Given request:
Output every line exactly as written. Leave out pictures.

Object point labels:
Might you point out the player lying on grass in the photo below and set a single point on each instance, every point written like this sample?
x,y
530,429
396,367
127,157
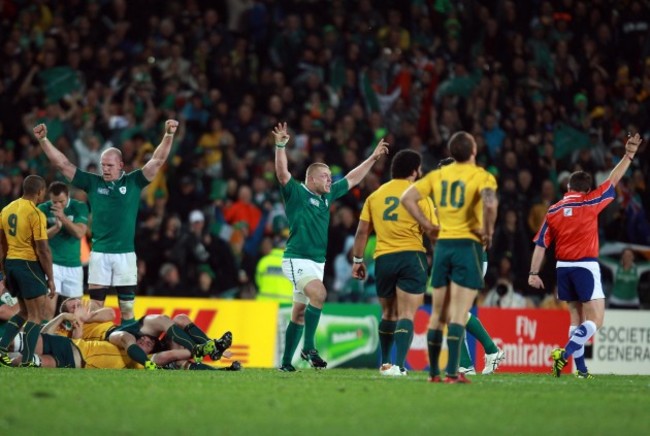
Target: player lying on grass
x,y
58,351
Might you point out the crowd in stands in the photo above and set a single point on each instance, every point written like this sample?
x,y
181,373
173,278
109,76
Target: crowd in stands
x,y
546,87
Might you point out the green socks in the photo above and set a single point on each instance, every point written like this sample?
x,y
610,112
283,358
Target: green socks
x,y
32,331
178,335
386,336
137,354
403,338
312,316
477,330
12,328
291,341
434,345
455,339
197,335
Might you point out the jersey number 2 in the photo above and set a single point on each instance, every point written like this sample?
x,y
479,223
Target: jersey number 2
x,y
456,194
389,214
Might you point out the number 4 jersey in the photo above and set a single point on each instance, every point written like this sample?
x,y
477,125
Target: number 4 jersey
x,y
396,229
456,191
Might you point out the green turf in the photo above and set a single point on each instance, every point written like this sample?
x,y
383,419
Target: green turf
x,y
337,402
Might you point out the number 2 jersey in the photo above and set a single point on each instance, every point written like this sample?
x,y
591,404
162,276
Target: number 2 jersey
x,y
23,224
456,192
395,227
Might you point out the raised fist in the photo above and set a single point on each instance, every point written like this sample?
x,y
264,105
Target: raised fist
x,y
171,126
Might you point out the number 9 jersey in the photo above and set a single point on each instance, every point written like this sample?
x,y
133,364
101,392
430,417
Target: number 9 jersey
x,y
22,223
456,191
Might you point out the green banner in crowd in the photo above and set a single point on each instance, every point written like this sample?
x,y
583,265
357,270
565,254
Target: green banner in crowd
x,y
346,337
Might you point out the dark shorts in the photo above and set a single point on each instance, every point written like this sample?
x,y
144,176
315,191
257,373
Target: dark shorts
x,y
60,348
459,261
579,281
25,278
406,270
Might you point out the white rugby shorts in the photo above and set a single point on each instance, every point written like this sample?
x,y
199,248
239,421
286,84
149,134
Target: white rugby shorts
x,y
69,280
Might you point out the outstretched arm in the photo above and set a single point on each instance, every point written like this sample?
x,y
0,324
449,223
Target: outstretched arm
x,y
360,240
160,154
281,137
58,159
631,146
355,176
490,207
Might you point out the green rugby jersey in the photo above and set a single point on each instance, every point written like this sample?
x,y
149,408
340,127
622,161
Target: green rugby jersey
x,y
114,206
309,217
66,249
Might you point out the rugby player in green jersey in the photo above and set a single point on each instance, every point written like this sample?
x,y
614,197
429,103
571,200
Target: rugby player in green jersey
x,y
67,222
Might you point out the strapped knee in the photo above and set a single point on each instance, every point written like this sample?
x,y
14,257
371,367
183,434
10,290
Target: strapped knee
x,y
126,297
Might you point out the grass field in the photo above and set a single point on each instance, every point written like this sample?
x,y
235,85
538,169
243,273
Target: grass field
x,y
336,402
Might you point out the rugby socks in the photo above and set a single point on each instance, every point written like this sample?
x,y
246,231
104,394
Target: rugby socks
x,y
312,316
434,345
197,335
455,337
12,328
403,338
32,331
579,354
292,339
580,337
475,327
137,354
178,335
386,337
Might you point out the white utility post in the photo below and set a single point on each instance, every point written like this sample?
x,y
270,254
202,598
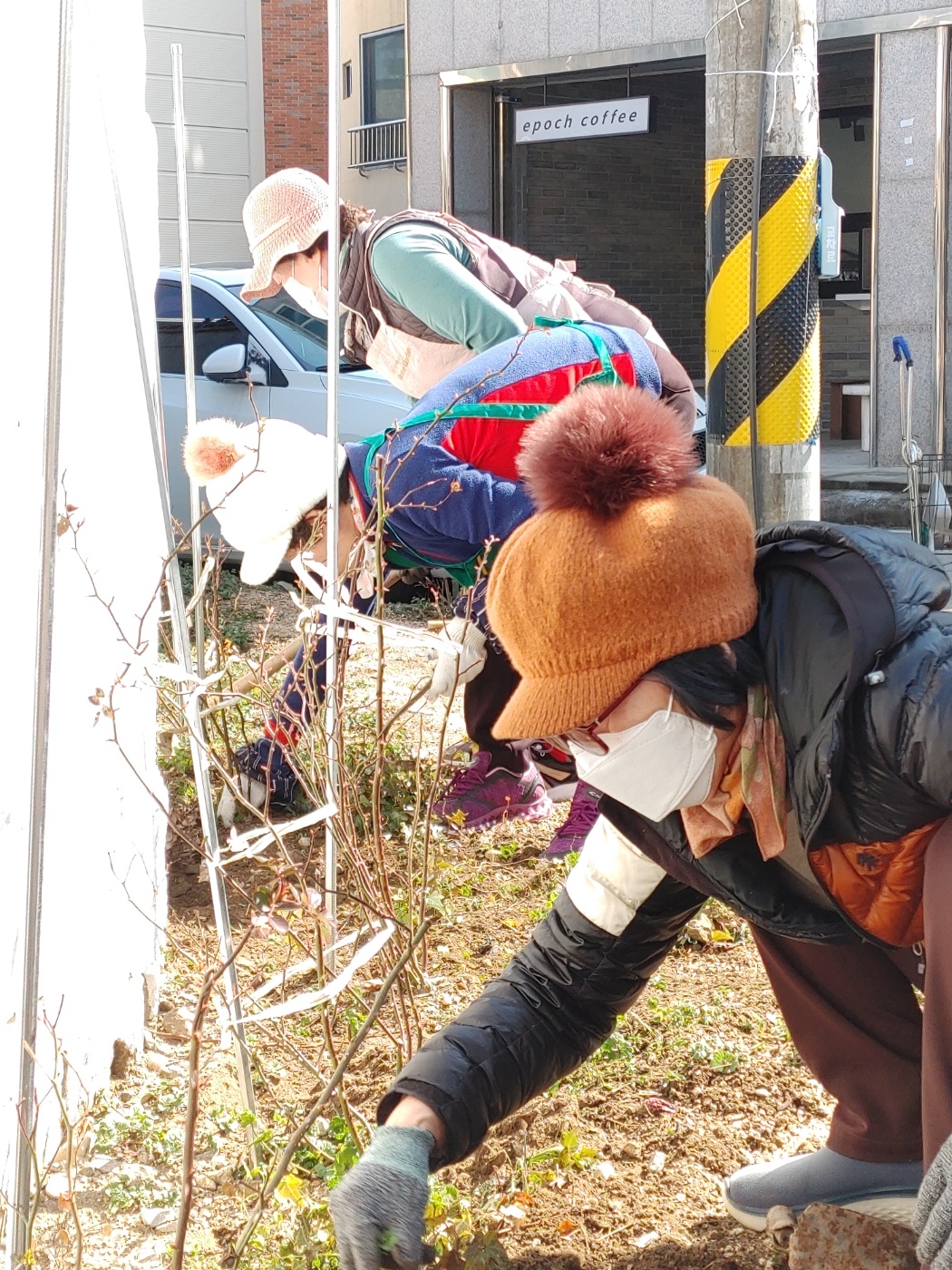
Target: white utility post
x,y
332,704
180,622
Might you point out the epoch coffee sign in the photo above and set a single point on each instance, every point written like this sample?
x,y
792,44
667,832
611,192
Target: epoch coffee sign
x,y
589,120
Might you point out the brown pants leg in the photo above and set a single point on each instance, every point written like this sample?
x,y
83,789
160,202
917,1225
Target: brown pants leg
x,y
856,1022
859,1028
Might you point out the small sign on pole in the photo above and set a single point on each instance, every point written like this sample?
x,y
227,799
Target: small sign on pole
x,y
613,118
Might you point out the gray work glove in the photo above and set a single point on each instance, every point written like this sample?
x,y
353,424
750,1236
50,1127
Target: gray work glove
x,y
378,1206
932,1219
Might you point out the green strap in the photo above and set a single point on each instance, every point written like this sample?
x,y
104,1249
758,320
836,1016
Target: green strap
x,y
467,572
608,374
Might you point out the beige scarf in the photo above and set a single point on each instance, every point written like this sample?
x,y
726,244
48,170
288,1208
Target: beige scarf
x,y
754,786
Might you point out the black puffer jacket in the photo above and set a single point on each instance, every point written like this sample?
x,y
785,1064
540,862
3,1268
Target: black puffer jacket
x,y
859,663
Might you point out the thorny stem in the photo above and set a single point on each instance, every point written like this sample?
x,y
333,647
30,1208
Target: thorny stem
x,y
194,1054
325,1096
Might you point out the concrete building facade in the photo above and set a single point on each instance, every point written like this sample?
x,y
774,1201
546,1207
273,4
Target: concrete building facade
x,y
221,46
628,209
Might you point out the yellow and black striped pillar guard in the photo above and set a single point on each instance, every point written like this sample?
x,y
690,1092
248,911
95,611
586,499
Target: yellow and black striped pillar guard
x,y
787,301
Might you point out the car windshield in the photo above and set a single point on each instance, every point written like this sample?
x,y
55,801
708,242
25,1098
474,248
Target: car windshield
x,y
300,333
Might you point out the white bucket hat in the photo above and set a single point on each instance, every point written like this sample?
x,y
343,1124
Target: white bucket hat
x,y
286,213
259,482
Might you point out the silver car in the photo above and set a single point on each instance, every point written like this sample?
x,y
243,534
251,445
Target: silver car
x,y
282,348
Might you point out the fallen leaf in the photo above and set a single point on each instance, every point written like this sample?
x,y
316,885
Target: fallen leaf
x,y
660,1107
513,1212
291,1190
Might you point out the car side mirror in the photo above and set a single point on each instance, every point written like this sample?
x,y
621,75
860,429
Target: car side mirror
x,y
230,364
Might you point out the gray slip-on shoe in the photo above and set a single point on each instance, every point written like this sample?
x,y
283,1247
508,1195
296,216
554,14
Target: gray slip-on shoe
x,y
824,1177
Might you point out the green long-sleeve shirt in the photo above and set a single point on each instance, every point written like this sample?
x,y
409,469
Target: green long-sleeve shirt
x,y
425,269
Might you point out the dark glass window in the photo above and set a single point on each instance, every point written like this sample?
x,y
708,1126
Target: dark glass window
x,y
213,327
383,56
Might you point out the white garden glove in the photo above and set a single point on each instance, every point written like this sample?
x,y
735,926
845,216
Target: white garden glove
x,y
459,667
253,793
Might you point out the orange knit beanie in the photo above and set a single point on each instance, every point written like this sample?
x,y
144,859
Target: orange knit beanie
x,y
631,558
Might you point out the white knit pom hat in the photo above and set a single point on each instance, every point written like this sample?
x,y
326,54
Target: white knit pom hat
x,y
259,482
286,213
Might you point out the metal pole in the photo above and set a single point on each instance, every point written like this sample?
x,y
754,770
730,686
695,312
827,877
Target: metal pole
x,y
446,149
748,67
941,301
18,1237
873,262
183,650
330,696
188,330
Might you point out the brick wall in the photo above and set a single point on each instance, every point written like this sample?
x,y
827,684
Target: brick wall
x,y
295,61
631,210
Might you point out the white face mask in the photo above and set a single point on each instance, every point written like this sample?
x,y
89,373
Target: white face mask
x,y
656,767
314,302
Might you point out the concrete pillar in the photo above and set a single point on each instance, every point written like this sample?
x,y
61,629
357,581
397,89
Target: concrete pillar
x,y
472,156
905,276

Solution for this problem:
Might you point out the player lying on grass in the photo below and set a single point on each instance, every point written like this sample?
x,y
530,429
396,367
127,157
Target: player lying on grass
x,y
58,351
Might you point out the crowd in stands in the photo above and set a single point on each instance, every point written like this sample?
x,y
181,373
173,278
109,76
Target: crowd in stands
x,y
546,87
Might you point out the green socks in the photo above and set a single point on each instance, every point written like this sample?
x,y
610,112
283,358
Target: green socks
x,y
32,331
178,335
386,336
137,354
403,338
312,316
477,330
12,328
291,341
434,345
455,339
197,335
Might you point out the jersey number 2 in the photo above and set a single point on each instance, every point written like this sample?
x,y
479,223
Target: jersey number 2
x,y
456,194
389,214
Might you point out the number 4 jersey in the photo above and set a single point on each instance, every point written like this sample?
x,y
477,125
Target: number 4 jersey
x,y
396,229
456,191
Might you point out the green turf in the photo above and set a single point on each instance, every point written like this sample?
x,y
383,419
Target: green turf
x,y
337,402
Might you point out the number 2 jersey in the photo above and set a single point on each instance, every point written like this sample?
x,y
591,404
162,276
Target: number 2 jersey
x,y
23,224
456,192
395,227
Might you point out the raised fist in the photo above and set a single point on each instance, every point written like this sample?
x,y
264,105
Target: raised fist
x,y
171,126
Might you point out the number 9 jersey in the photo above and set a single point on each instance, every point written like this sample?
x,y
133,364
101,392
430,417
Target: number 9 jersey
x,y
22,223
456,191
Might you point out the green banner in crowd in the photo above and set a single point on each instance, every point written like this sample?
x,y
583,265
357,270
565,254
Target: green banner in crowd
x,y
346,337
Might you point out the dark shorts in the photo above and set a single point on each instance, every point written like this sample?
x,y
144,176
315,191
257,373
Target: dark shorts
x,y
60,348
459,261
579,281
25,278
406,270
Might you point out the white rugby shorts in the photo above and set a single point on each instance, every point written like this sample?
x,y
199,248
239,421
286,84
149,134
Target: white rugby shorts
x,y
69,280
Might you point out the outstretched arm in the photo above and set a single point on each instance, every point written like this sample?
x,y
0,324
449,223
Target: outstretched arm
x,y
360,240
160,154
281,137
58,159
631,146
355,176
490,207
Might you point out the green rugby jersey in the photo above and set a single point on each instance, every point written like this sample?
x,y
149,408
340,127
622,161
Target: green rugby jersey
x,y
114,206
309,217
66,249
Might you point out the rugby player in green jersey in the photo above and set a single point on each instance, every point written like this sample?
x,y
614,197
429,103
571,200
Target: rugby player in green jersey
x,y
67,222
Might you point out the strapped knee in the photo above and set a single point on each instance, every point written like this sample?
x,y
14,257
371,367
183,434
10,290
Target: strapped knee
x,y
126,297
Might you point out the grass field in the photo above and set a single point on each instance, every point written like this sample?
x,y
235,85
538,169
243,273
Target: grass field
x,y
336,402
Might you point out the rugby socks in the photo above and set a single point on each instance, every point written like this sample?
x,y
246,231
104,394
Target: rugby socks
x,y
312,316
434,345
197,335
455,337
12,328
403,338
32,331
579,354
292,339
580,337
475,327
137,354
178,335
386,337
Might you point out the white utility post in the photo below and set a single point on each instance, every point written like this sample?
x,y
270,254
202,598
Target: white utility post
x,y
332,704
180,622
Might you point out the epoch coffee sign in the photo above and set a single point on each instance, every point written like this sample?
x,y
792,44
667,832
611,192
Target: epoch coffee sign
x,y
589,120
Might you point out the brown pants leg in the photo above and set a single point on each instance, every point written like this sample?
x,y
83,789
160,202
917,1225
Target: brown pants leg
x,y
856,1022
859,1028
Might you point out the small sign on pole in the photo above and set a single point on each instance, every point written like this sample?
x,y
227,799
Target: small sign on pole
x,y
613,118
Might you point out the gray work glove in the photo above and set a single point on each instance, every point written like this sample?
x,y
353,424
750,1236
50,1127
Target: gray work glove
x,y
378,1206
932,1219
Might you point out the green strap in the photo above and set a single point on each instance, every point written like this sample?
x,y
104,1249
758,320
836,1016
Target: green strap
x,y
467,572
608,374
Might you point out the beige scarf in the photo above and set a single point on each instance, every point written like this sample?
x,y
726,244
48,170
288,1208
Target: beige scarf
x,y
754,786
Might you point out the black puffer jacket in the photo above and set a single point on each instance, every point written like this sample?
x,y
785,1064
540,862
3,1268
Target: black puffer jacket
x,y
859,663
Might you point out the thorny stem in the photo above and set a single point on each instance, every point written like this sample?
x,y
333,647
30,1208
Target: thorny stem
x,y
194,1054
325,1096
Might you point out the concrete building facade in the photo above and set a single point on each instance, every point written like this sample?
x,y
774,1201
546,1207
273,4
Target: concrete building facade
x,y
221,46
628,209
Might you point out the yellow and black striped pillar guard in the photo above and set a single point on each instance, every point written like this sample?
x,y
690,1092
248,911
95,611
586,499
Target: yellow and black striped pillar guard
x,y
787,301
Might you point out the car windshield in the photo above and set a single point on each instance, every point written like this sample?
x,y
55,801
708,242
25,1098
474,248
Target: car windshield
x,y
300,333
Might you point out the white bucket hat in the photo above and set a single point on each instance, every point written like this sample?
x,y
343,1124
Target: white bucket hat
x,y
286,213
259,482
Might you point out the silver car in the photo above and set a single point on each instance, every point written like this sample?
x,y
243,534
251,445
Target: silver car
x,y
282,348
Might you point out the fallen leaf in the photo above and set a single point on each instance, every point written like this sample?
x,y
316,885
Target: fallen leaf
x,y
660,1107
513,1212
291,1190
Might you point out the car side mirror in the photo above and set a single point on each instance, every point written like this sample?
x,y
621,75
860,429
Target: car side mirror
x,y
230,364
Might you point out the gray slip-on shoe in the photo above and set a single point on each instance, every point written like this sample?
x,y
283,1247
508,1195
296,216
554,14
Target: gray slip-on shoe
x,y
824,1177
Might you point out the green long-sleeve shirt in the photo above and set a single point on each instance, every point written like this sample?
x,y
409,469
Target: green long-sleeve shirt
x,y
425,269
Might you point out the dark glass window in the photo above and set a single point on each instance, every point written like this sample?
x,y
708,1126
Target: dark glass window
x,y
213,327
383,56
Might you point out the white garden glove in the photo above and set a single point on each instance, every point written like this sample?
x,y
735,926
845,216
Target: white garden glove
x,y
459,667
253,793
Might you point out the orange knit beanie in the photo above and set a single point on each instance, every point written like this sample?
x,y
144,859
Target: orange knit beanie
x,y
631,558
Might you point out the white knit pom hat in the photo above and set a single point on each instance, every point written like this sample?
x,y
326,54
Target: white knit pom hat
x,y
259,482
286,213
Might you point out the metal pole in the photo above and set a single point on each instance, every point written like this sample?
x,y
754,770
730,686
695,312
827,877
Target: metal pole
x,y
446,149
748,67
941,301
18,1237
873,262
183,650
330,696
188,330
Might you point out the brick wall in the photo above and set a single point on each instance, every point written like this sample?
x,y
827,684
Target: brick wall
x,y
295,61
631,210
Might you point out the white face mask in the photo above and set a single point on each instance, every point written like this sample?
x,y
89,373
Target: white face mask
x,y
656,767
314,302
Might you point out the concrete pillar in the photo above and set a single point on each instance, every point written like this sample?
x,y
61,629
357,581
397,89
Target: concrete pillar
x,y
472,156
905,276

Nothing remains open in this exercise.